# What to do:
Report each line of the material below that contains the word "syntax", copying every such line in full.

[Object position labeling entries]
......
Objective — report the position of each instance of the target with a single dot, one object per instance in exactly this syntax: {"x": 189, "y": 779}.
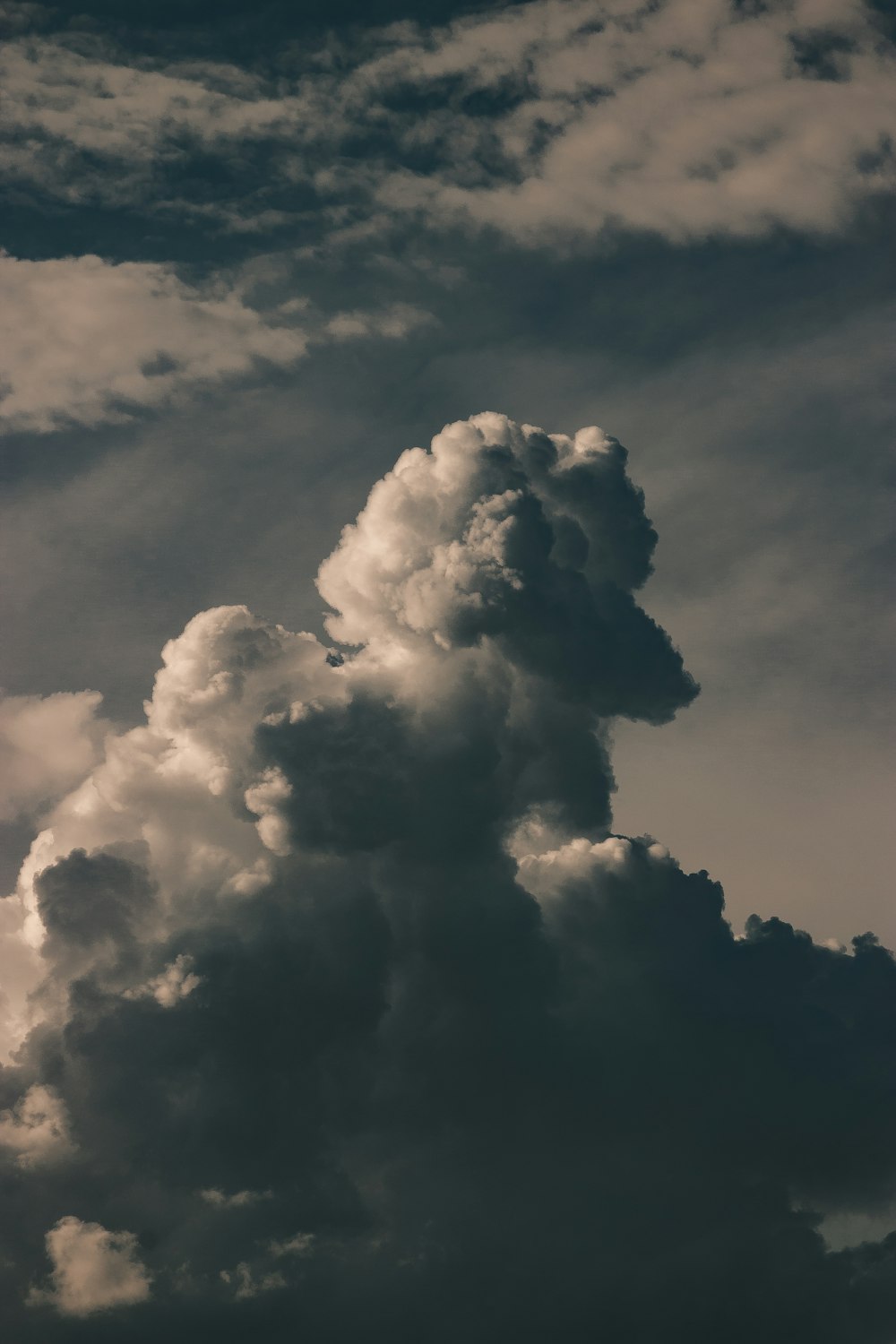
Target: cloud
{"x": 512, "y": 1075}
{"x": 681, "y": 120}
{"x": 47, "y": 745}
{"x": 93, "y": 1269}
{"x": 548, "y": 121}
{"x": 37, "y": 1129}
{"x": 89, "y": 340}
......
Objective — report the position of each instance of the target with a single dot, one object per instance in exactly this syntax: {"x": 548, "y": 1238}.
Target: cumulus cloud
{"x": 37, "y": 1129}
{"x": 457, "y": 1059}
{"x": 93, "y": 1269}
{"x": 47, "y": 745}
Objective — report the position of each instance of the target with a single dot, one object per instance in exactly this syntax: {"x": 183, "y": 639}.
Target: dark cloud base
......
# Exercise response:
Objective — report the position of each instance of the target with a single dot, one object per instance in exactly this syntax: {"x": 189, "y": 779}.
Objective — report the position of each instance of the target with a single dot, one object per instance in exactly this syntax: {"x": 548, "y": 1238}.
Objective — report the position of each instance of the target with a single dot, one object per instance in exactly this syntax: {"x": 183, "y": 639}.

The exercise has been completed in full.